**EXTRACTED ENTRIES**
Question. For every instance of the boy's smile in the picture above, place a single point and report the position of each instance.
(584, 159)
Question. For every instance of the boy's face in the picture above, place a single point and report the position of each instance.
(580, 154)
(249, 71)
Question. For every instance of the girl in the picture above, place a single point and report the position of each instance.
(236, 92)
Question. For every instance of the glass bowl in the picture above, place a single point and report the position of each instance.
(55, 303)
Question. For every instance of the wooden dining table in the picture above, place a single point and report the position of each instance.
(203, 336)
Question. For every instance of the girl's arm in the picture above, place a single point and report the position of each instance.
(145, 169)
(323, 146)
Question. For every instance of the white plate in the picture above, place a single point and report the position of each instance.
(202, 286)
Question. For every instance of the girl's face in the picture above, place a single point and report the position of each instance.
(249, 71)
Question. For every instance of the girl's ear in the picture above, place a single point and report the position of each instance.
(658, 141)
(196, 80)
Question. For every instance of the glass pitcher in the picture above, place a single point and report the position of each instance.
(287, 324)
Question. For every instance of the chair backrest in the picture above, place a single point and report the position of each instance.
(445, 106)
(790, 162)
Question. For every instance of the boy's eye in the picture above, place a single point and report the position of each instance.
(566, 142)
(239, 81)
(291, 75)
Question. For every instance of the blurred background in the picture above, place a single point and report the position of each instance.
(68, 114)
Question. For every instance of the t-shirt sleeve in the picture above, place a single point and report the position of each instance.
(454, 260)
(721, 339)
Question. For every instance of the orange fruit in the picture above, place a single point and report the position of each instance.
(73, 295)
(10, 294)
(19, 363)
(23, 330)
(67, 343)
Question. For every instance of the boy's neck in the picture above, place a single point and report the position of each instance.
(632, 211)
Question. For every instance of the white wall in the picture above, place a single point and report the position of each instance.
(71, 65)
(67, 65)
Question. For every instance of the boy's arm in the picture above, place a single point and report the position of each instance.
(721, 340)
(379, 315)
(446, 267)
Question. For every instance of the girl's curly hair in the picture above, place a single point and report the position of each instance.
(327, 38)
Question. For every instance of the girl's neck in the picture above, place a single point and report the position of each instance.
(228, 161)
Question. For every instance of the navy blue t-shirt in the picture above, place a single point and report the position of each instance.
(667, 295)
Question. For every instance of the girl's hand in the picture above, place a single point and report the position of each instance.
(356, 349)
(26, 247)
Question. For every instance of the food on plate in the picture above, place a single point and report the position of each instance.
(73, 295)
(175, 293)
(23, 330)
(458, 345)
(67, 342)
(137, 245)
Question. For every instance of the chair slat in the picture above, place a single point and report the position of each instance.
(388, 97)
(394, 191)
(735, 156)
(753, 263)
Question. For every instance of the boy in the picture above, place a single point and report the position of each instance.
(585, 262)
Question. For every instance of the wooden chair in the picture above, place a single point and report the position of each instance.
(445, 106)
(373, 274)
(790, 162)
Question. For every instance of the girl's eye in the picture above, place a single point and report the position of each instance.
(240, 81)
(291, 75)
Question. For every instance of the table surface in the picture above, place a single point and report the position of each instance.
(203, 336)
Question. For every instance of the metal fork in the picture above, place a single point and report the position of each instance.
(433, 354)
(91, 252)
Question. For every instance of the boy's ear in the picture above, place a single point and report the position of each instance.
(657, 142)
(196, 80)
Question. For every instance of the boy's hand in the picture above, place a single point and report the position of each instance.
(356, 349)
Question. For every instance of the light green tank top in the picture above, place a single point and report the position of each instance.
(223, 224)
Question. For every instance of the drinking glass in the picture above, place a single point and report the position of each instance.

**EXERCISE GOAL**
Put everything from the line containing "Question. For every instance of the boy's hand" down to the end of the items into a Markdown table with two columns, Row and Line. Leave out any blank lines.

**ANSWER BELOW**
| Row | Line |
|---|---|
| 1 | Question. For every instance of the boy's hand in the picture above, place a single point and report the position of each instance. |
| 2 | (356, 349) |
| 3 | Question. For every instance of the light green tank top in the picture above, place a single point and report the position of each instance. |
| 4 | (223, 224) |
| 5 | Question. For every instance of the drinking glass in the picture above, place a single point and report the position of each instance. |